> **GOAL**
Reproduce the items below verbatim, from the first line through the line holding "x=385, y=219", inclusive.

> **EXERCISE INPUTS**
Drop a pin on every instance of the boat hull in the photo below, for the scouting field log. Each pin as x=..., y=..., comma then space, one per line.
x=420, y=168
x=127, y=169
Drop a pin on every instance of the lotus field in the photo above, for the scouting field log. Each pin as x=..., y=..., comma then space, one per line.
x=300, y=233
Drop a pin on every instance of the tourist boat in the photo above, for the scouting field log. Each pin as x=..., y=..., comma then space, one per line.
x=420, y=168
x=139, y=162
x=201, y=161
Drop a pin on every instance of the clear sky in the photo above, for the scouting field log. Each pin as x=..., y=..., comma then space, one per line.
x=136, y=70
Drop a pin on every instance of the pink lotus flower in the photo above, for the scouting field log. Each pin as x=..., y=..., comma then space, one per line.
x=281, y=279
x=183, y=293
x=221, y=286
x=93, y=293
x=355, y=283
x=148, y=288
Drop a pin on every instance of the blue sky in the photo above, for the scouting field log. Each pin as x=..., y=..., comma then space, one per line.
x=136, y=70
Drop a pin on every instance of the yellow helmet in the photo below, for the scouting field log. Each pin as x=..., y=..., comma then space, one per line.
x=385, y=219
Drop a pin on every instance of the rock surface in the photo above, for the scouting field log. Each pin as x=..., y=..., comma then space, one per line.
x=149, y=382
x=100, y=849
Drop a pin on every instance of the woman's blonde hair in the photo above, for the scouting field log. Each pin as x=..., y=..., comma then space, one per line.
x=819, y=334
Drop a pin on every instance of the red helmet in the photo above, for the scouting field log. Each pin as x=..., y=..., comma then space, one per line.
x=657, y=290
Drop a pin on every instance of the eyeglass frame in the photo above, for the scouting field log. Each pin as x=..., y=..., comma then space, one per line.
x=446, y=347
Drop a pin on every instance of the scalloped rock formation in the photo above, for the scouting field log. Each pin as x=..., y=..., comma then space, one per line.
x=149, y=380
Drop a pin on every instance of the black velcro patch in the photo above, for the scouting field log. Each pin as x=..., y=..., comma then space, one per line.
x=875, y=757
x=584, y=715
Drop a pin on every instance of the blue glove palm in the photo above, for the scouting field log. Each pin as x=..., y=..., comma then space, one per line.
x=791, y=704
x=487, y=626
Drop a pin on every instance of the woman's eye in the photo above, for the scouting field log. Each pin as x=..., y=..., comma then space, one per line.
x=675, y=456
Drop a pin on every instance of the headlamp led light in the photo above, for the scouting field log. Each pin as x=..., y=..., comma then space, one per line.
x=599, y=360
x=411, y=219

> **THE RESULT**
Drop a pin on every instance of the boat hull in the photo below, for the scouting field log. Each pin as x=..., y=..., comma then space, one per line.
x=420, y=168
x=127, y=169
Drop a pin on every instance of the lotus field in the photo above, for the scouting field log. Each pin as x=..., y=..., comma then space, one per line.
x=300, y=233
Drop a pin on every instance of the tourist boat in the photo above, for the scouting field log. Each pin as x=..., y=..., comma then space, one per line.
x=420, y=168
x=139, y=162
x=201, y=161
Drop a pin on every instance of the clear sky in the photo above, for the scouting field log. Each pin as x=..., y=..., comma then space, one per line.
x=136, y=70
Drop a pin on every instance of the pink lotus flower in the photo above, for the scouting field log. Each pin as x=..., y=..., comma then space, one per line.
x=281, y=279
x=183, y=293
x=221, y=286
x=93, y=293
x=355, y=283
x=148, y=288
Drop a pin on every instance of the blue sky in the photo above, for the scouting field log. Each pin as x=..., y=..., comma then space, one per line.
x=136, y=70
Drop a pin on every instance of the yellow helmet in the photo below, for the scouting field log. Each pin as x=..., y=..., comma then space, one per line.
x=385, y=219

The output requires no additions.